# To do
Repeat each record below exactly as it is written.

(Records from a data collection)
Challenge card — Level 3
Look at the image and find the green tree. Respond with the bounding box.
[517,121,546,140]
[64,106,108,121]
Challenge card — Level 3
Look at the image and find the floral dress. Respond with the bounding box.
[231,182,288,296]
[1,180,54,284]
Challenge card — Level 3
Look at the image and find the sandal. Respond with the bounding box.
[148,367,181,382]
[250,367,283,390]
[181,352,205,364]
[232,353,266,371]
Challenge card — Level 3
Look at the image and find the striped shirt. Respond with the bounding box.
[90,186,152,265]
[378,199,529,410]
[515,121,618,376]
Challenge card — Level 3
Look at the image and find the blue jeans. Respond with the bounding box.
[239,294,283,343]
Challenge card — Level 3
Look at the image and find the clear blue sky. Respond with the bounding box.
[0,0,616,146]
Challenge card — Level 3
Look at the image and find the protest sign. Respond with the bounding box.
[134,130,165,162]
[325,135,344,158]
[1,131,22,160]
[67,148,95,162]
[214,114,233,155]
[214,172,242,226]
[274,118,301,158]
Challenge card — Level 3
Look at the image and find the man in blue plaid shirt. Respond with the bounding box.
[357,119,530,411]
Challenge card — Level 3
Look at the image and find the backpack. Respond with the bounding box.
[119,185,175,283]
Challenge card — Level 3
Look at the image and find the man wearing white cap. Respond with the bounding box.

# Reply
Challenge card — Level 3
Look at the image and find the green tree. Respond with the bounding box.
[517,121,546,140]
[64,106,108,121]
Challenge card — Level 3
Look at the image and find the floral dress. Respond with the bounding box.
[231,182,288,296]
[1,180,54,284]
Challenge card — Level 3
Look at the image and find the sandal. Respond with the bounding box.
[148,367,181,382]
[250,367,283,390]
[181,352,205,364]
[232,353,266,371]
Challenge card — Level 3
Look at the image and find the striped shirt. Respond with the bounding box.
[90,186,152,265]
[378,199,529,410]
[515,121,618,376]
Challenge card — Level 3
Look at the image and find the blue jeans. Respond with the bounding box.
[239,294,283,343]
Challenge card — Level 3
Look at the image and find the clear blue sky. Respond with the bounding box.
[0,0,616,146]
Challenge card — Level 3
Look at the image and find the protest sign. Respond with the bounding box.
[134,130,165,162]
[325,135,344,158]
[1,131,22,160]
[67,148,95,162]
[214,114,233,155]
[214,172,242,226]
[274,118,301,158]
Challenge card — Level 3
Look at the image and find the man in blue plaid shirt. Respond with the bounding box.
[357,119,530,411]
Challenge card — Level 3
Look at the image and find the backpack. Respond with the bounding box.
[119,185,175,283]
Challenge card — Level 3
Look at the image and find the man wearing white cap. Respond with the bounding box.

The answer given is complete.